PROMPT:
Find each line of the entries with the string "player", please, and copy it.

[SUPPLIED RECORDS — start]

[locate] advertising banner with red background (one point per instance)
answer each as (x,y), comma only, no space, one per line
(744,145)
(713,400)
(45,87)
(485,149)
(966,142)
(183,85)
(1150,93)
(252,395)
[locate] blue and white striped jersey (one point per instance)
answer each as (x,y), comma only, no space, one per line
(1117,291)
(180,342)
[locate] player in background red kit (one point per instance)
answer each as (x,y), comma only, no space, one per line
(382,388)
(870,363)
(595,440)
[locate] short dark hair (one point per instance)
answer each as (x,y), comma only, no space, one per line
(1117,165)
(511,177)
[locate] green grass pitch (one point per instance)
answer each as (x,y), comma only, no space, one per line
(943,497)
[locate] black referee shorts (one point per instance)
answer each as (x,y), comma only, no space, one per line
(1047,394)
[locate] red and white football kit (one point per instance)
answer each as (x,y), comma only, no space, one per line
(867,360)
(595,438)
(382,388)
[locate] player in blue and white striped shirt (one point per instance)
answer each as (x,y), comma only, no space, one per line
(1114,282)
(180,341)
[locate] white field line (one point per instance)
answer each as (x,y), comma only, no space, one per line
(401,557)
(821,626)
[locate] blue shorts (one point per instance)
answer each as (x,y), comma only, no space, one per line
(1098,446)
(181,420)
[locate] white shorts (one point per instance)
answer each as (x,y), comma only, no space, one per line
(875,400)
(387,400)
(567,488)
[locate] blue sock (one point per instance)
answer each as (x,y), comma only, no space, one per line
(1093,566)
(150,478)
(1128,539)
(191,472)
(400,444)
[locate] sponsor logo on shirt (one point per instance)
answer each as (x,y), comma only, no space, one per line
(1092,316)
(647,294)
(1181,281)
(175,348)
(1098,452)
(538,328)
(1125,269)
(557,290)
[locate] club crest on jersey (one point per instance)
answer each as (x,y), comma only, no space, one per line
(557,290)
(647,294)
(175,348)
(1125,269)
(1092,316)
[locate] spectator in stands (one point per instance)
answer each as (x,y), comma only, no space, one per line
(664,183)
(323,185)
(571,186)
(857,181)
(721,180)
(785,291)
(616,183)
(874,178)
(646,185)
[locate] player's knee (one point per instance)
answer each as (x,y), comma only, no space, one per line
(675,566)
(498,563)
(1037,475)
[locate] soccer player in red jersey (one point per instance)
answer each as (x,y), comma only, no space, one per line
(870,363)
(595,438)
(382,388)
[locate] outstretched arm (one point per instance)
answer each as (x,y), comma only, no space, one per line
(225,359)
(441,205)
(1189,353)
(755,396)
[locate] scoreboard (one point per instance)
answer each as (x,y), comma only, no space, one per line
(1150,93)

[SUPPLIED RECORDS — finish]
[SUPPLIED RECORDS — start]

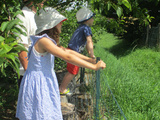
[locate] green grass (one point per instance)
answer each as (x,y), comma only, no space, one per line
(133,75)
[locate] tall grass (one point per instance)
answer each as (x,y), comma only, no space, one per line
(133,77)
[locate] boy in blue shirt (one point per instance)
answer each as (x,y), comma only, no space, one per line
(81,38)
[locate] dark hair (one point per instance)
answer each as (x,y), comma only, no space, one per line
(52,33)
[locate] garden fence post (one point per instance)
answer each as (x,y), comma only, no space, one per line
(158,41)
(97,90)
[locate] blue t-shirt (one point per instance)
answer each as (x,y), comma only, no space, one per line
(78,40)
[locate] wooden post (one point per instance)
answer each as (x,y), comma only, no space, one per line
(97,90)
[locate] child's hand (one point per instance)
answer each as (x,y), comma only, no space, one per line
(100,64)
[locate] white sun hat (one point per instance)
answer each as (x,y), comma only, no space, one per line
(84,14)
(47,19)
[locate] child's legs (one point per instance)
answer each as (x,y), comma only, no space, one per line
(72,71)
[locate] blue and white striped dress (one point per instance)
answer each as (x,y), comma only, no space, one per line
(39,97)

[SUPPLIED RECORDS — finish]

RESPONSE AREA:
[locate] player in background red kit (one point per instance)
[locate] player in blue and white striped shirt (one point per instance)
[locate] player's knee (one point per instance)
[locate] soccer player in red jersey (one point per instance)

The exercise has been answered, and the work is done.